Short task - Format the entries below as a two-column CSV with the header columns entry_text and answer. Give one row per entry, with its text and its answer each in a single quoted field and any line breaks replaced by spaces.

Supplied records -
_ _ _ _ _ _ _
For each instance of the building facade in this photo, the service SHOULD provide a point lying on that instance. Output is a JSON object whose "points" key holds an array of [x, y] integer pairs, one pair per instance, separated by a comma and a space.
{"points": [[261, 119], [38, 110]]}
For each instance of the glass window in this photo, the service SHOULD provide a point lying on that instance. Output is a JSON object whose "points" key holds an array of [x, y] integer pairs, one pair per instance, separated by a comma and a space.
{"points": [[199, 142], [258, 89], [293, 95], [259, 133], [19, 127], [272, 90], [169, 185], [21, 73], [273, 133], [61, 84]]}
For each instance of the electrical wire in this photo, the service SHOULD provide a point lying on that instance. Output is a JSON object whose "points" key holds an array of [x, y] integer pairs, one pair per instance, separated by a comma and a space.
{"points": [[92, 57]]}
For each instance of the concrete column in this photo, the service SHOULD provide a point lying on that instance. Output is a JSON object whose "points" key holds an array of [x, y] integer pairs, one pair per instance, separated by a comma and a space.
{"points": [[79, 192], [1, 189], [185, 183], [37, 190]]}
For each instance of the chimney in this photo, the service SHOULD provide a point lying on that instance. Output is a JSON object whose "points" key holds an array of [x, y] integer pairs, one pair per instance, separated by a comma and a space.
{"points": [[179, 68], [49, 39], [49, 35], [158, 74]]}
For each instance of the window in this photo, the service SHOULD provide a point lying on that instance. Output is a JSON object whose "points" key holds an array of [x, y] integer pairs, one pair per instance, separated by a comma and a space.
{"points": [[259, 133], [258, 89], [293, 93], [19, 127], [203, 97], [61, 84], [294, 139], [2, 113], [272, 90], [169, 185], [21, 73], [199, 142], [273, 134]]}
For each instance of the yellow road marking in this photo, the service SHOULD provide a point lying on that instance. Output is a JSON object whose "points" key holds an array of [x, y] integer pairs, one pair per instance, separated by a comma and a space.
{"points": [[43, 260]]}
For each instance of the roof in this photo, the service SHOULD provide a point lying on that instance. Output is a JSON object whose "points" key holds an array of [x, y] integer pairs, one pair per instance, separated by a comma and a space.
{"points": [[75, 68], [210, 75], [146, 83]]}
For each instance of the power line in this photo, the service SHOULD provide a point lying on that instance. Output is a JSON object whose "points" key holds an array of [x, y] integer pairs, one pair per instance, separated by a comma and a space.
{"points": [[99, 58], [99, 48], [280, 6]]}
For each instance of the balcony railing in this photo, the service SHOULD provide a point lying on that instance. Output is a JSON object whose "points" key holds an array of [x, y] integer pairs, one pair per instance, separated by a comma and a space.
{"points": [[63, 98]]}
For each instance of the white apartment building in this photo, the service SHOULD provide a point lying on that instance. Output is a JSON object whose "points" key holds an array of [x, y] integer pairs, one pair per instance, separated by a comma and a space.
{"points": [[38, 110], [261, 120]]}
_ _ _ _ _ _ _
Written answer -
entry_text,answer
"For each instance of the building facade in this photo, the service SHOULD provide a point lying on that instance. Output is a JSON object whose ""points"" key holds an array of [x, y] integer pairs, one pair per instance, separated by a comma and a space.","{""points"": [[261, 119], [38, 110]]}"
"For each instance of the glass window in this photo, the service SHOULD provide a point lying on that instance. Output is a JSON object whose ""points"" key holds an array of [x, y] integer pairs, one pair per instance, separated by a comma and a space.","{""points"": [[199, 142], [258, 89], [293, 95], [259, 133], [19, 127], [272, 90], [169, 185], [21, 73], [273, 133], [61, 84]]}"
"For each instance of the electrical wire in this photo, the service SHOULD provide a point lying on that instance. Output is a JSON object whose ""points"" key holds an array of [x, y] integer pairs, one pair per instance, separated by a comma and a space.","{""points"": [[92, 57]]}"
"For each instance of the concrete column in this photo, the service SHOULD provide a point lying on that instance. Output is a JSON object whose ""points"" key holds an array of [x, y] integer pairs, one pair per instance, separated by a comma and a space.","{""points"": [[79, 192], [1, 189], [185, 183], [37, 190]]}"
"For each instance of the chimney in this photo, the service SHOULD provide a point lying on that instance. Output is a JSON object whose ""points"" key holds an array of [x, y] integer pairs, one pair per instance, separated by a comma and a space.","{""points"": [[179, 68], [49, 39], [49, 35], [158, 74]]}"
"For each instance of the window in this photo, the service SHOULD provide a point lying on that instance. Output is a JSON object whose ""points"" key holds an array of [x, y] integer pairs, one pair per instance, separated by a comma and a space.","{""points"": [[259, 133], [258, 89], [293, 93], [19, 127], [203, 97], [61, 84], [294, 139], [2, 113], [272, 90], [169, 185], [21, 73], [199, 142], [273, 134]]}"
"For each instance of the yellow road marking in this photo, the service SHOULD provide a point lying on that instance. Output is a JSON object whose ""points"" key holds an array of [x, y] integer pairs, one pair per instance, separated by a comma and a space.","{""points"": [[43, 260]]}"
"For each instance of the roof in this photo, the service SHOULD provide a point lying on that instance. Output is a JSON object whose ""points"" key holds an array of [x, y] integer pairs, one pair per instance, separated by a comma and a space.","{""points"": [[75, 68], [210, 75], [146, 83]]}"
"For each instance of the power line in this photo, the service SHOULD provide a point lying on that instance. Output is a JSON object whose ""points"" key holds an array of [x, y] integer pairs, one pair per instance, separated by a comma and a space.","{""points"": [[99, 58], [99, 48], [280, 6]]}"
"For each instance of the balcony railing in this photo, the service SHOULD provide a point lying on that instance. Output is a JSON object whose ""points"" key holds an array of [x, y] integer pairs, one pair per instance, separated by a comma and a space.","{""points"": [[63, 98]]}"
"For each instance of the white apartment building in this photo, the service SHOULD provide a point lying on that instance. Output is a JSON object whose ""points"" key holds an array of [x, y] integer pairs, one pair per instance, separated by a comma and a space.","{""points"": [[38, 110], [261, 120]]}"